## Data provided
------------------------
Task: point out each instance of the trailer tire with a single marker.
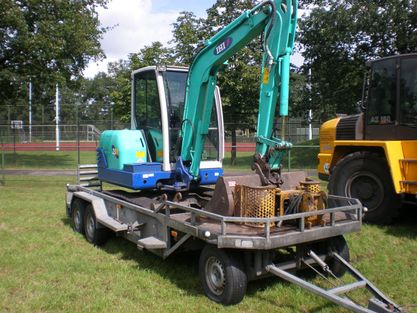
(339, 245)
(77, 215)
(366, 176)
(94, 235)
(222, 275)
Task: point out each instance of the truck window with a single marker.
(382, 93)
(408, 92)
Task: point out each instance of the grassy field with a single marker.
(46, 267)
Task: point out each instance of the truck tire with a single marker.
(93, 234)
(366, 176)
(77, 215)
(222, 275)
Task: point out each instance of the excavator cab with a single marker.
(390, 98)
(146, 156)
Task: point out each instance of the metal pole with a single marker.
(57, 117)
(3, 181)
(30, 109)
(78, 135)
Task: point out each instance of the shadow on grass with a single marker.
(39, 160)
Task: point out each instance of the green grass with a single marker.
(46, 267)
(46, 159)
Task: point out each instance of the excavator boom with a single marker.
(277, 21)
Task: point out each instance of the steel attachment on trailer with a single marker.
(337, 295)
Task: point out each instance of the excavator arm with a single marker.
(277, 21)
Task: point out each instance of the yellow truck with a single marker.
(372, 156)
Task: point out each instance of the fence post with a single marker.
(3, 181)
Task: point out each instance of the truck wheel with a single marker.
(94, 235)
(366, 176)
(77, 215)
(339, 245)
(222, 275)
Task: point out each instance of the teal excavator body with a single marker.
(181, 163)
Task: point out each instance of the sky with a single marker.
(137, 23)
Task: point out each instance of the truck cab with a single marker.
(372, 155)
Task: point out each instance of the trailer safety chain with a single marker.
(325, 268)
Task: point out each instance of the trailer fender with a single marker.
(100, 212)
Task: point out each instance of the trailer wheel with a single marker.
(339, 245)
(222, 275)
(366, 176)
(93, 234)
(77, 215)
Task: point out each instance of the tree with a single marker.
(47, 42)
(338, 37)
(188, 33)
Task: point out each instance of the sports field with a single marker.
(46, 267)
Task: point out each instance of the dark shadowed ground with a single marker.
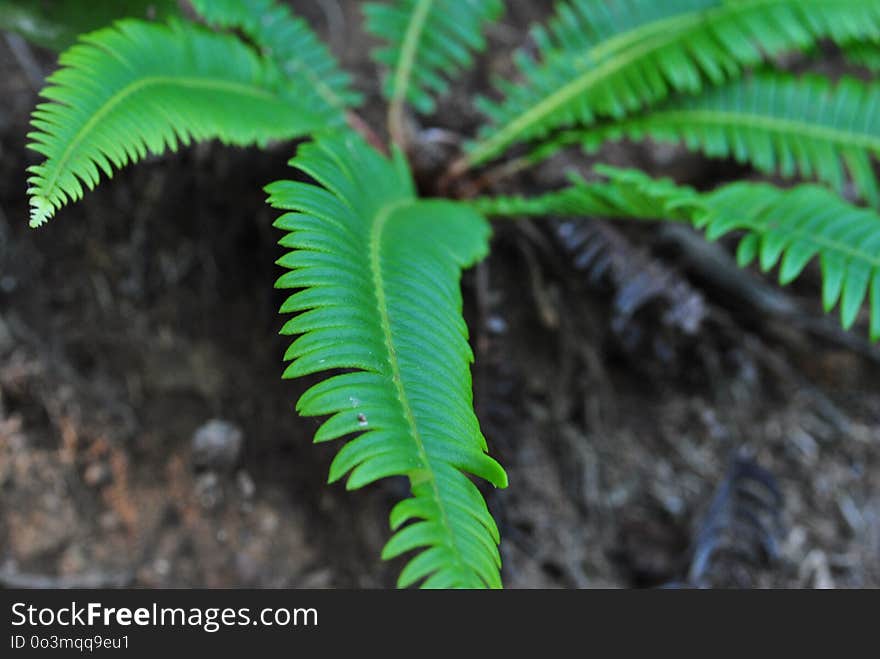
(146, 310)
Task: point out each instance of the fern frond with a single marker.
(864, 54)
(782, 227)
(136, 88)
(377, 273)
(775, 122)
(311, 71)
(601, 59)
(426, 42)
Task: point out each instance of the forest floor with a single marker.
(147, 309)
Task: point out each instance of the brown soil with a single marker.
(147, 309)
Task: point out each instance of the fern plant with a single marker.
(374, 269)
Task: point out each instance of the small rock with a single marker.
(217, 445)
(246, 485)
(96, 474)
(208, 490)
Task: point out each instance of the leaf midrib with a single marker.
(409, 49)
(770, 124)
(376, 235)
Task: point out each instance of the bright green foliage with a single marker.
(790, 228)
(779, 124)
(137, 88)
(56, 24)
(426, 41)
(376, 273)
(785, 227)
(312, 73)
(600, 59)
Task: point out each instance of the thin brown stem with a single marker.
(365, 130)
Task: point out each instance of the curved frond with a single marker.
(427, 41)
(376, 273)
(311, 71)
(788, 228)
(602, 59)
(138, 88)
(776, 123)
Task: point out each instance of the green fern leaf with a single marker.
(311, 71)
(376, 272)
(427, 40)
(790, 228)
(602, 59)
(136, 88)
(787, 228)
(776, 123)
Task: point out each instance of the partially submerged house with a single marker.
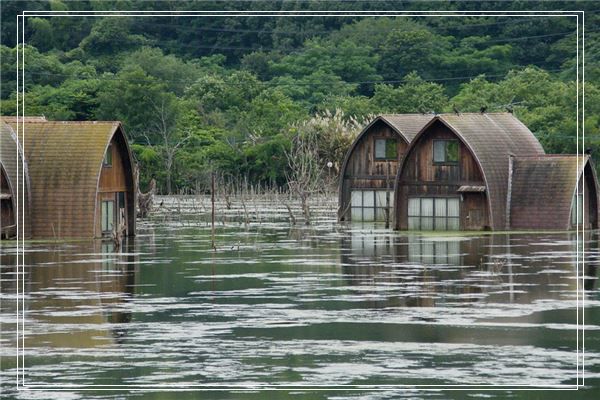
(554, 191)
(482, 171)
(14, 183)
(370, 166)
(81, 177)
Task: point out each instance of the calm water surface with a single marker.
(325, 305)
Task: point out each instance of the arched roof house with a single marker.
(554, 192)
(81, 178)
(455, 172)
(370, 166)
(15, 199)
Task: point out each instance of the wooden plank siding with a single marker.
(7, 214)
(421, 177)
(486, 141)
(361, 170)
(543, 189)
(65, 162)
(17, 175)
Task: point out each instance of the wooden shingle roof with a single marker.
(65, 161)
(11, 157)
(492, 137)
(543, 188)
(407, 125)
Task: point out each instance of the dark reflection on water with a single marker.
(328, 305)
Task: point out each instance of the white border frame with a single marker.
(20, 379)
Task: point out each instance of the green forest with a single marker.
(229, 94)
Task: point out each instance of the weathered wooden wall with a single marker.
(7, 217)
(421, 177)
(117, 178)
(363, 171)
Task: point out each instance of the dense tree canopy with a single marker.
(229, 94)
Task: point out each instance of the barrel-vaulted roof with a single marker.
(407, 125)
(491, 137)
(11, 157)
(542, 190)
(65, 161)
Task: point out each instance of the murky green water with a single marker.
(326, 305)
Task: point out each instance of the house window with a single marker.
(108, 215)
(386, 149)
(108, 156)
(445, 151)
(577, 210)
(370, 205)
(434, 213)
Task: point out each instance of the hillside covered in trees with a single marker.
(229, 94)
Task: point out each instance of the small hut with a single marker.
(15, 186)
(81, 178)
(487, 171)
(554, 192)
(369, 169)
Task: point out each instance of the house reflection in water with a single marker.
(76, 296)
(428, 271)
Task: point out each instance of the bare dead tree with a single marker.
(171, 138)
(305, 175)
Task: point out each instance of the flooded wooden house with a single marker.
(14, 184)
(81, 177)
(474, 171)
(369, 168)
(554, 191)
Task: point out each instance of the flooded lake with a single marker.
(303, 306)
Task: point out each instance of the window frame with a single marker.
(103, 215)
(435, 219)
(375, 207)
(445, 161)
(385, 148)
(577, 208)
(108, 157)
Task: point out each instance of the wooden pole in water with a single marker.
(212, 201)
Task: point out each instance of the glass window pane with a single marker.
(391, 148)
(381, 198)
(440, 223)
(427, 223)
(380, 213)
(110, 214)
(452, 150)
(379, 148)
(453, 207)
(103, 217)
(368, 198)
(368, 214)
(413, 223)
(439, 150)
(427, 207)
(440, 207)
(356, 214)
(453, 224)
(414, 207)
(356, 198)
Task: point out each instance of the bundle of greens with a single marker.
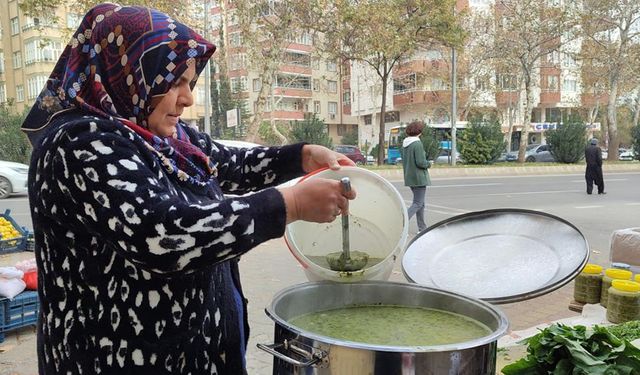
(561, 349)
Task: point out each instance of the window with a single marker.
(237, 61)
(569, 85)
(342, 129)
(333, 108)
(73, 20)
(392, 116)
(438, 84)
(200, 99)
(37, 50)
(238, 84)
(404, 83)
(257, 84)
(15, 26)
(19, 93)
(332, 86)
(296, 58)
(17, 60)
(35, 85)
(235, 39)
(346, 97)
(293, 81)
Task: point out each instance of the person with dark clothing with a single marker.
(593, 174)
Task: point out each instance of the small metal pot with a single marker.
(301, 352)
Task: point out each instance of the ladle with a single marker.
(346, 260)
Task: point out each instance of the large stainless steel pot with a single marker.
(301, 352)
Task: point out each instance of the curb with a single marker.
(490, 171)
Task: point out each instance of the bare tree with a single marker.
(526, 31)
(379, 33)
(612, 28)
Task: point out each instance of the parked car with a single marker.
(235, 143)
(533, 153)
(13, 178)
(626, 154)
(352, 152)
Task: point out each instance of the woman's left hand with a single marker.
(316, 157)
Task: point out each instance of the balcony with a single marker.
(431, 98)
(590, 100)
(295, 69)
(549, 96)
(292, 92)
(506, 98)
(284, 115)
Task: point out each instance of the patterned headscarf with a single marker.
(116, 62)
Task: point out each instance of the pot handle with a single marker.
(311, 357)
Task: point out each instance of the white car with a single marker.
(626, 155)
(13, 178)
(238, 144)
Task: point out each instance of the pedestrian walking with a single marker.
(416, 171)
(593, 173)
(137, 243)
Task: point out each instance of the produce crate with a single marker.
(13, 244)
(19, 312)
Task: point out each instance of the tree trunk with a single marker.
(526, 123)
(253, 134)
(614, 142)
(636, 111)
(382, 115)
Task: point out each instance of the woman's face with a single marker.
(168, 107)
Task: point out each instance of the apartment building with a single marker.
(30, 48)
(302, 83)
(419, 89)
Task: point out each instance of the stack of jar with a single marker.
(614, 290)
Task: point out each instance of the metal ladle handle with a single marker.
(346, 186)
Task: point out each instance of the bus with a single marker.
(442, 132)
(396, 135)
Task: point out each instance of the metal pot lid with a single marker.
(499, 256)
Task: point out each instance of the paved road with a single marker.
(270, 267)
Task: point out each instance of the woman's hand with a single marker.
(316, 157)
(318, 200)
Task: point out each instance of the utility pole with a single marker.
(207, 74)
(454, 105)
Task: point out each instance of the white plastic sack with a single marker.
(27, 265)
(11, 287)
(11, 273)
(625, 246)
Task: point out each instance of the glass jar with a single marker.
(588, 284)
(611, 274)
(624, 301)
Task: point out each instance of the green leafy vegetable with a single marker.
(565, 350)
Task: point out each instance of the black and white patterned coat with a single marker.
(137, 272)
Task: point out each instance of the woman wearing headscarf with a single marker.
(136, 244)
(416, 171)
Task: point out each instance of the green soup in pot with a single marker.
(392, 325)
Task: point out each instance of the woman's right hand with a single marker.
(318, 200)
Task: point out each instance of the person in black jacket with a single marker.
(593, 173)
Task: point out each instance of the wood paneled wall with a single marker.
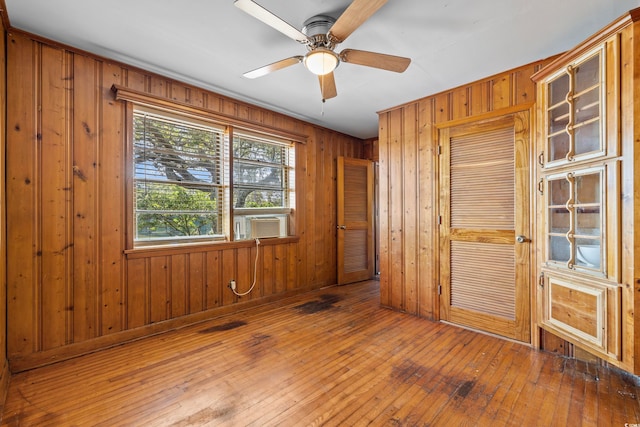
(71, 286)
(408, 181)
(4, 366)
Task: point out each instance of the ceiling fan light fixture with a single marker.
(321, 61)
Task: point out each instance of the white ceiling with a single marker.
(211, 43)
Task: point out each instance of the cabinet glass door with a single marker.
(575, 219)
(574, 111)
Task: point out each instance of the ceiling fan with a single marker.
(321, 34)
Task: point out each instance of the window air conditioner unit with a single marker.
(265, 227)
------------------------
Repeat verbatim the range of lines that opens at the line containing "Task: point out each instance of the black" and closes at the last line of the entries, excluding all pictures.

Task: point out each instance of the black and white patterned coat with a single marker.
(137, 272)
Task: point out each instance of the woman wearing headscarf with a single marker.
(136, 244)
(416, 171)
Task: point out each instance of the green soup in pot with a single marker.
(392, 325)
Task: point out each instance of the woman's right hand with a single marker.
(318, 200)
Task: point out each instance of the person in black jacket with a single marker.
(593, 173)
Task: point out each instance of the wood paneled wall with a single marker.
(71, 286)
(408, 181)
(4, 366)
Task: point out each instance of the ceiling fan light fixture with a single marker.
(321, 61)
Task: point out each instance of the white ceiling with a single marker.
(211, 43)
Task: point out each instance of the cabinet glass door with a single marker.
(575, 219)
(574, 111)
Task: point out each instance of the ceiling fan with a single marker.
(321, 34)
Task: point out each instance of the window air conditioner unit with a single marker.
(265, 227)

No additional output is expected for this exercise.